Task to complete: Reproduce the listing below word for word, with no pictures.

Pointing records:
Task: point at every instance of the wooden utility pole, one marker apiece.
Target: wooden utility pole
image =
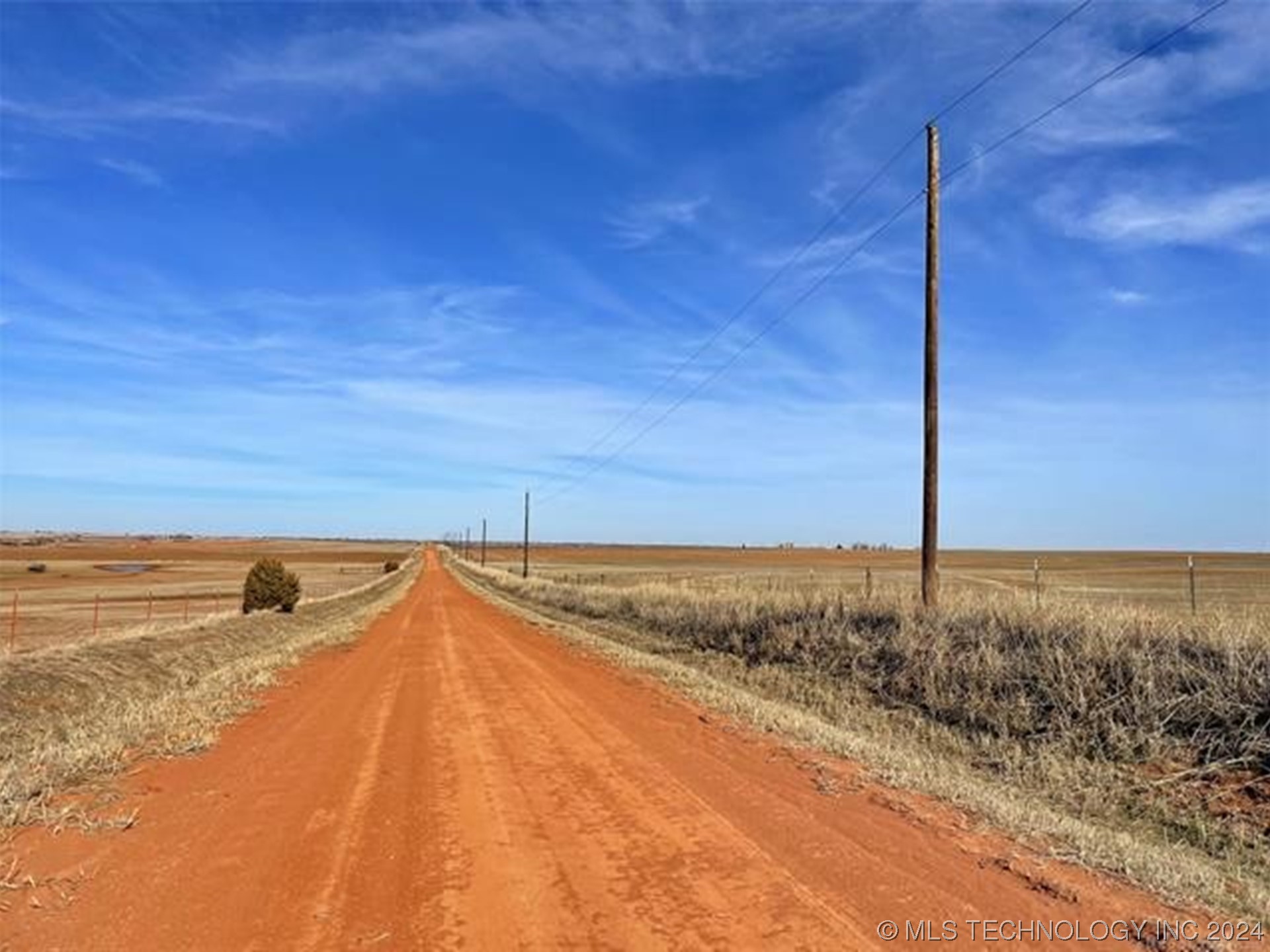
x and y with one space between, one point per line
525 550
931 446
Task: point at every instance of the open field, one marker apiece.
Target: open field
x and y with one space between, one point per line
1155 579
130 582
1136 736
461 779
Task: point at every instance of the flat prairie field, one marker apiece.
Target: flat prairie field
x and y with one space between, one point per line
113 584
1156 579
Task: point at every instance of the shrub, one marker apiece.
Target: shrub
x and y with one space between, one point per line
270 586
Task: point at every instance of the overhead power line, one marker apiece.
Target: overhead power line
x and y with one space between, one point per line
876 233
840 212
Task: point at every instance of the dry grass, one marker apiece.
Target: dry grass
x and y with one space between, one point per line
71 715
165 582
1134 740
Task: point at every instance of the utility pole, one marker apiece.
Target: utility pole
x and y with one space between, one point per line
931 447
525 550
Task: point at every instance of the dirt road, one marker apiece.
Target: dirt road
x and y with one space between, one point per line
461 779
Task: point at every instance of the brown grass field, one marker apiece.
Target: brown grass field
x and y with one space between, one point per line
1109 719
132 582
1154 579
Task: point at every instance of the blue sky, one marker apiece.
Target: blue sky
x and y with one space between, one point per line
374 270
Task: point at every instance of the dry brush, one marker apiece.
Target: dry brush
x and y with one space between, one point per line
1132 719
71 715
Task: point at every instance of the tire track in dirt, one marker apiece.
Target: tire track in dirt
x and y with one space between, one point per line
461 779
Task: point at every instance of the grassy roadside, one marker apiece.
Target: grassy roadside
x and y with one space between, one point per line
71 715
1124 790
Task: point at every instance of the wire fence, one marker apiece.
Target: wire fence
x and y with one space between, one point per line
48 615
1179 583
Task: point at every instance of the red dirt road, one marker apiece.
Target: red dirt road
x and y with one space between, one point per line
461 779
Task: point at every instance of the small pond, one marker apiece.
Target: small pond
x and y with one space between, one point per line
126 568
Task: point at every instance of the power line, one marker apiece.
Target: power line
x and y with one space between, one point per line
1115 70
762 333
833 270
816 238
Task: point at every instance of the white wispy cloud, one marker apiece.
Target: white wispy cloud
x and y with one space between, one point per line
1235 216
646 222
517 51
140 173
1128 296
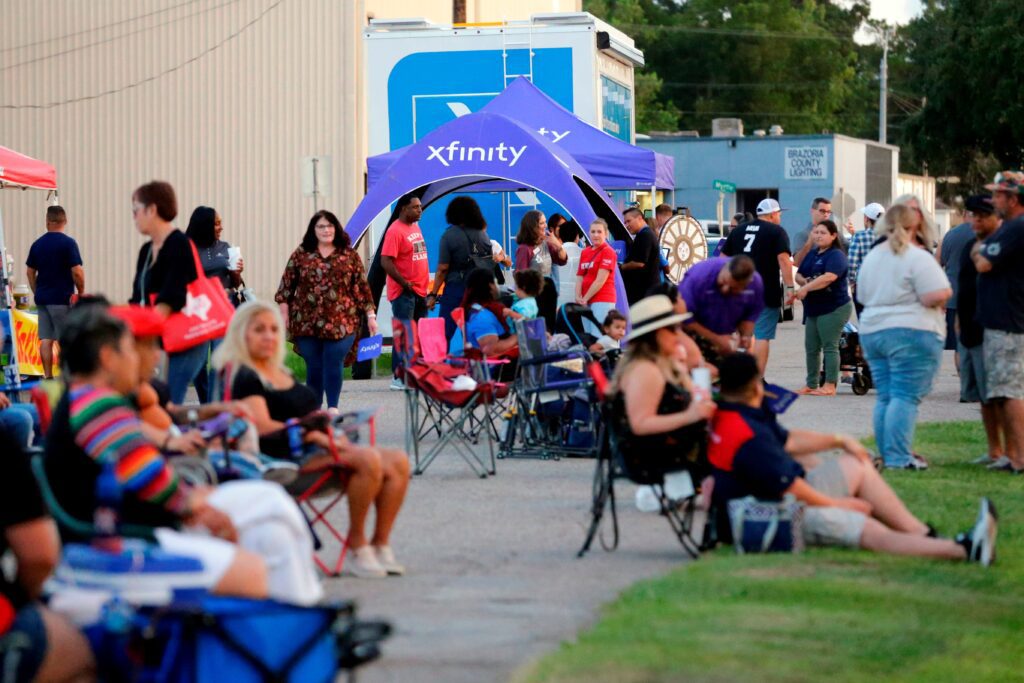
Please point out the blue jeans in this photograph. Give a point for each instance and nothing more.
(19, 421)
(325, 365)
(903, 364)
(451, 299)
(408, 306)
(181, 370)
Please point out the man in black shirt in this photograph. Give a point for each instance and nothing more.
(35, 643)
(640, 271)
(971, 334)
(1000, 309)
(767, 243)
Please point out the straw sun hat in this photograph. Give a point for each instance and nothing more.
(652, 313)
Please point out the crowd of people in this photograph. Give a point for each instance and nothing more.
(115, 417)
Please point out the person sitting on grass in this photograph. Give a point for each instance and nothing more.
(250, 536)
(613, 328)
(251, 363)
(848, 502)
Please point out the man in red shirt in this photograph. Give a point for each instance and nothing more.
(403, 258)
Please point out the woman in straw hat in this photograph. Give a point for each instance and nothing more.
(654, 410)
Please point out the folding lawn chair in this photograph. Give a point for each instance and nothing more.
(433, 404)
(610, 466)
(554, 412)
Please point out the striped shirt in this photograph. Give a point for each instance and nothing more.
(105, 426)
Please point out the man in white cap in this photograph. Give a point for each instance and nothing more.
(860, 244)
(767, 243)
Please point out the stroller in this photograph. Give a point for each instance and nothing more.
(851, 359)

Expected answer:
Task: point at every instance of the wooden utility pole, one marker apiece.
Target: wooden utility pole
image =
x and y with one space between, one point per line
525 550
931 446
Task: point at every instance of the open field, one marker apiece.
Target: open field
x and y with one space between, one point per line
1155 579
130 582
1136 736
461 779
Task: point at every instance of the flat prairie field, one marker apiece.
Target: flat prairie field
x and y with one space between, one point per line
113 584
1156 579
Task: point at every instance of the shrub, one marker apiece.
Target: shrub
x and y with one space between, one point per line
270 586
Task: point at every instance of the overhead power line, one marker apiece.
Target: overhead power line
x and y with one space between, one point per line
876 233
840 212
Task: point at every instance of the dry grass, one marker apiece.
Target: dry grass
x and y with one space between, one point per line
71 715
165 582
1134 740
Task: point at every instance of the utility pole, one marker apiece.
Target: utility pole
x and y with one space between, one point per line
931 447
525 550
Task: point at every instance of the dirt road, one marker apiece.
Target: dirt road
x and y with one space between, one point per line
461 779
Task: point at every instance of the brown grass field, one marker apiece.
Target: brown grass field
x and y with one space between, one point per line
1109 719
132 582
1154 579
Task: point at every instance of the blue sky, one marker apiece.
Target: blue sky
x and y with one space between, one point per line
374 270
Task: point at every instance of the dry brush, one marker apiece.
Target: dry brush
x and y with one space between, one point per line
1132 719
71 715
Task: point at every instance of the tire track in dirt, one marker apiece.
Target: tire track in dirt
x and y with one space between, one point per line
461 779
Task: point at every instance of the grassy roadside, one marker apiece.
Target: grassy roadside
x and y with one space between, one point per line
71 715
1124 790
Task: point at every instance of the wire fence, one marker apiece.
Target: wire fence
x and y with one space between, one point per line
48 615
1179 583
Task: point at every instance of the red dirt road, one marker apiece.
Target: red dirt road
x and y with one space between, one point per line
461 779
Task: point at every instance of the small pond, one marker apiece.
Target: small pond
x and y with one space between, one point per line
126 568
Task: point at every instance of the power line, one marker apiece.
Target: power line
x and y with one space between, one point per line
1115 70
762 333
833 270
816 238
Task: point at every instance of the white wispy cloud, one marker apiece.
Target: white wispy cloud
x and y with one space between, one point per line
1235 216
646 222
517 51
140 173
1128 296
Please point out the blue jeans in this photograph. Give a point for each instance and nothing more.
(19, 421)
(325, 365)
(903, 364)
(451, 299)
(408, 306)
(181, 370)
Please point out the man in black shirt in this photograph. Give a point for each instance and nothing more.
(35, 643)
(640, 271)
(971, 334)
(1000, 309)
(767, 243)
Please point out the straw sun hat in this photograph. Give a point for each instance and nothing more.
(652, 313)
Please point out the crowd of people in this photograph. Give a point for each instance and nothing more.
(115, 417)
Please point out the person sitting on grass in this photograph. Give a point for each instance and nothing more.
(250, 536)
(613, 328)
(251, 363)
(848, 502)
Please point out the man in red shirt in this photograph. Give a point for each instance and nothing more.
(403, 258)
Please point out the woman in straw hat in this photograph. Give a point for each instance and nothing more.
(654, 410)
Please point out the folding lawn chair in this photograph. Give a point for each instance and nothing more.
(433, 404)
(610, 466)
(554, 412)
Please point out the striped shirt in this photograph. Give a point for each instance and nothing more.
(105, 426)
Please point out the man in white cap in this photograph. Give a point for each instance and nothing more.
(860, 244)
(767, 243)
Please point out the stroller in this photograph. Give a point for each instance and nothing more.
(851, 359)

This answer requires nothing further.